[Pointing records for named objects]

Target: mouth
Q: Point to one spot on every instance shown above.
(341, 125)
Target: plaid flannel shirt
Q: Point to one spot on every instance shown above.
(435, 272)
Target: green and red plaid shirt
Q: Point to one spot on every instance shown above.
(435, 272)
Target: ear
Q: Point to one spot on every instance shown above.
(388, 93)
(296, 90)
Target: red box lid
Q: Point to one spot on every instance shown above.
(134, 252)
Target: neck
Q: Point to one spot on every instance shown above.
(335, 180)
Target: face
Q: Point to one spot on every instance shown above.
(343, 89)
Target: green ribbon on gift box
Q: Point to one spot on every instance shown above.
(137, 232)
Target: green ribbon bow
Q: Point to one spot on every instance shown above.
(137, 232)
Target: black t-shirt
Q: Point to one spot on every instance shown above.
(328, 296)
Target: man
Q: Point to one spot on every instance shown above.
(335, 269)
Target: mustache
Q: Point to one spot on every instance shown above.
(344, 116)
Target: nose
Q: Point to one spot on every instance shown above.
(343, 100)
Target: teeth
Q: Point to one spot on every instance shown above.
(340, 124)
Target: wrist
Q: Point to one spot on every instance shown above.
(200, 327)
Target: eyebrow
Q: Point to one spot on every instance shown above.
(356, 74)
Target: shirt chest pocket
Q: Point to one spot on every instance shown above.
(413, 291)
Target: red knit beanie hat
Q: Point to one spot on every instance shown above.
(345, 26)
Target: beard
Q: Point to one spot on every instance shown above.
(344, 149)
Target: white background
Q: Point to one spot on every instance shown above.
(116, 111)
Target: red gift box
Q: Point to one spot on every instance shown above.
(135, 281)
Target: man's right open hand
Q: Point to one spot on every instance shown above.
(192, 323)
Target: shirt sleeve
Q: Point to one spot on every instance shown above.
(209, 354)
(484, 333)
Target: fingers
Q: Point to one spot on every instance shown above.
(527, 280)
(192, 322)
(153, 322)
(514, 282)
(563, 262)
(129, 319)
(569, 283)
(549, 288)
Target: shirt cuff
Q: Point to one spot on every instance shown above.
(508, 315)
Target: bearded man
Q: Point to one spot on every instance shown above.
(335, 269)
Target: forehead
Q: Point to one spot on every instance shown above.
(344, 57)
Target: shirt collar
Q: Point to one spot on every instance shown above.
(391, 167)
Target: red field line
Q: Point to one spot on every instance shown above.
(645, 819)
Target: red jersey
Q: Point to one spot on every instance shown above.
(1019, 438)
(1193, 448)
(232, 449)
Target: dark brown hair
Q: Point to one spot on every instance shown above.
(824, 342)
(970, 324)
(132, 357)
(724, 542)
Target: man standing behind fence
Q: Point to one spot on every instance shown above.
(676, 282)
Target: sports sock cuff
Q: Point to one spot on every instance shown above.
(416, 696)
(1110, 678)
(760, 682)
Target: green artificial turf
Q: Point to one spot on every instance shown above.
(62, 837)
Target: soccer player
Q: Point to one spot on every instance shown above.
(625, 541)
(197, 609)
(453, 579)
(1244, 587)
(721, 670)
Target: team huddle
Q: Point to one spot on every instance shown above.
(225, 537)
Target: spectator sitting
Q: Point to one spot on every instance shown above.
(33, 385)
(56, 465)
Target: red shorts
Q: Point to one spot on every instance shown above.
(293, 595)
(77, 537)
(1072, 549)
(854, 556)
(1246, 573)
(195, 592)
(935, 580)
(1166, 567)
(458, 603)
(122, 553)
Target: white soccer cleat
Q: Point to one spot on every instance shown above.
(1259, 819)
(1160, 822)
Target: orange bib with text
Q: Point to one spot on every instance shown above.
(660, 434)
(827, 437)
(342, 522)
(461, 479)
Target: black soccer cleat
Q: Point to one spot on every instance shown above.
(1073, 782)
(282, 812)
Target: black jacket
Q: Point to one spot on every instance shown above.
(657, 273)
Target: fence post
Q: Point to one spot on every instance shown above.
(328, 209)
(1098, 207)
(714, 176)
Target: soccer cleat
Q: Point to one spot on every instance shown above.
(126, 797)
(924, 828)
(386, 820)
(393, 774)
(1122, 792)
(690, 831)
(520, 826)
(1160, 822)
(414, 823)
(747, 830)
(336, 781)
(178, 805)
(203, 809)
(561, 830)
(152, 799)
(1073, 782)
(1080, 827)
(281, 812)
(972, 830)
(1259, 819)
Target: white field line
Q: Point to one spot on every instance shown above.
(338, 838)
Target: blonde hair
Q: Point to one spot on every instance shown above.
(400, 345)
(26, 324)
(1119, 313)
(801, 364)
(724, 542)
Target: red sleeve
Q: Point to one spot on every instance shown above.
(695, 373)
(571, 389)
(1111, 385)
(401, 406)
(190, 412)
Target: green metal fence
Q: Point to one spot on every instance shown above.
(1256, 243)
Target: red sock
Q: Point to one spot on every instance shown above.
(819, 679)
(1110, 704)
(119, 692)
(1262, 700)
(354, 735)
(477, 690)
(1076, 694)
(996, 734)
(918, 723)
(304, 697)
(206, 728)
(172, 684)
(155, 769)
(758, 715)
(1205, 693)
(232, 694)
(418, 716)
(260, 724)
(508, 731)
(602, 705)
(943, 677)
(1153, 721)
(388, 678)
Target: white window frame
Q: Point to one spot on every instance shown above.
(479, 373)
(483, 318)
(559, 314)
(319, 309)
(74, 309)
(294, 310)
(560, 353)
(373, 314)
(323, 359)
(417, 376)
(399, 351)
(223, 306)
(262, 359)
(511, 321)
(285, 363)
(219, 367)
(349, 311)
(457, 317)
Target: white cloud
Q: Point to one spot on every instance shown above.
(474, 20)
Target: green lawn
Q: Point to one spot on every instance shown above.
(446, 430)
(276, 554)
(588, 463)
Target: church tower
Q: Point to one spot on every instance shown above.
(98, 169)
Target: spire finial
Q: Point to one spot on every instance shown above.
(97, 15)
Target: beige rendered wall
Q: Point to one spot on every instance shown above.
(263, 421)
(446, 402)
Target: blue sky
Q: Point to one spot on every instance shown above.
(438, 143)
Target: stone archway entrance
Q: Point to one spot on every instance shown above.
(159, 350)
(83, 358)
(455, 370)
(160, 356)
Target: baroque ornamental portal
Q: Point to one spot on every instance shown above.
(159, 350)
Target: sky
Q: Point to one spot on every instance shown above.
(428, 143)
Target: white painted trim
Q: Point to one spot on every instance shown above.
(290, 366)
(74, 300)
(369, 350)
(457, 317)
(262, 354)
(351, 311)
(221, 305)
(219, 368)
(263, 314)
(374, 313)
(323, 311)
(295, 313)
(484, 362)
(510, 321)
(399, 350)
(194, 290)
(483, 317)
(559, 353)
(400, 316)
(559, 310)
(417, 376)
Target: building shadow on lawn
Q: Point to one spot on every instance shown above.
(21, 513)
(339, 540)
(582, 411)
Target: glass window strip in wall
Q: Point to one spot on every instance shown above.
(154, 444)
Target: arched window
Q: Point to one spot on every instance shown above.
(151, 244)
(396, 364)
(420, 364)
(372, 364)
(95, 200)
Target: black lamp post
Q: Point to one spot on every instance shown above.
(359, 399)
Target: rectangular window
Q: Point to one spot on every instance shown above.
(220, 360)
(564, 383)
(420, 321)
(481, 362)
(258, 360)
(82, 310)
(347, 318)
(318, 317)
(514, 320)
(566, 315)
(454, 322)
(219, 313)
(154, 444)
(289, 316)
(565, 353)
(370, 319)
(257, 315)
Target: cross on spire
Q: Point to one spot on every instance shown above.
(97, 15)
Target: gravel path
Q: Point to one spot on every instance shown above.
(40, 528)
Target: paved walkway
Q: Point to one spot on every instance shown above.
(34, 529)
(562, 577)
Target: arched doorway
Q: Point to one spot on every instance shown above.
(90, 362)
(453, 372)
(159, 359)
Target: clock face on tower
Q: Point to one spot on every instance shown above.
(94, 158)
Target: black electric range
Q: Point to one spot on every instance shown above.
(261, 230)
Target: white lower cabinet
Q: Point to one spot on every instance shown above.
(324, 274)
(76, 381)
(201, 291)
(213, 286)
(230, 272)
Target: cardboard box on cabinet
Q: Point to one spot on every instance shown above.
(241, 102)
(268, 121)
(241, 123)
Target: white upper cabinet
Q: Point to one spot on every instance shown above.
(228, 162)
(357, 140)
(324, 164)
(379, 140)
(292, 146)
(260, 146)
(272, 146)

** INSTRUCTIONS FOR THE TASK **
Format the stretch of lines from the one containing "Target: soccer cleat" through the one containing "(1256, 243)" as a numbered list, with any blank lines omitted.

** FINISHED ANSWER **
1. Target: soccer cleat
2. Q: Point to one spot on every instance shown above.
3. (126, 797)
4. (924, 828)
5. (386, 820)
6. (393, 774)
7. (1122, 792)
8. (690, 831)
9. (520, 826)
10. (1160, 822)
11. (414, 823)
12. (747, 830)
13. (336, 781)
14. (178, 805)
15. (203, 809)
16. (561, 830)
17. (152, 799)
18. (1073, 782)
19. (1080, 827)
20. (281, 812)
21. (972, 830)
22. (1259, 819)
23. Target: white field line
24. Q: Point to one spot on every instance shown above.
25. (338, 838)
26. Target: blonde hair
27. Q: Point to one spot on every instance shown above.
28. (400, 345)
29. (26, 324)
30. (1119, 313)
31. (801, 364)
32. (724, 542)
33. Target: red sleeve
34. Q: Point to one spot on every instance shown above.
35. (695, 373)
36. (571, 389)
37. (1111, 385)
38. (401, 406)
39. (190, 412)
40. Target: green metal fence
41. Q: Point to one spot on every instance shown above.
42. (1256, 243)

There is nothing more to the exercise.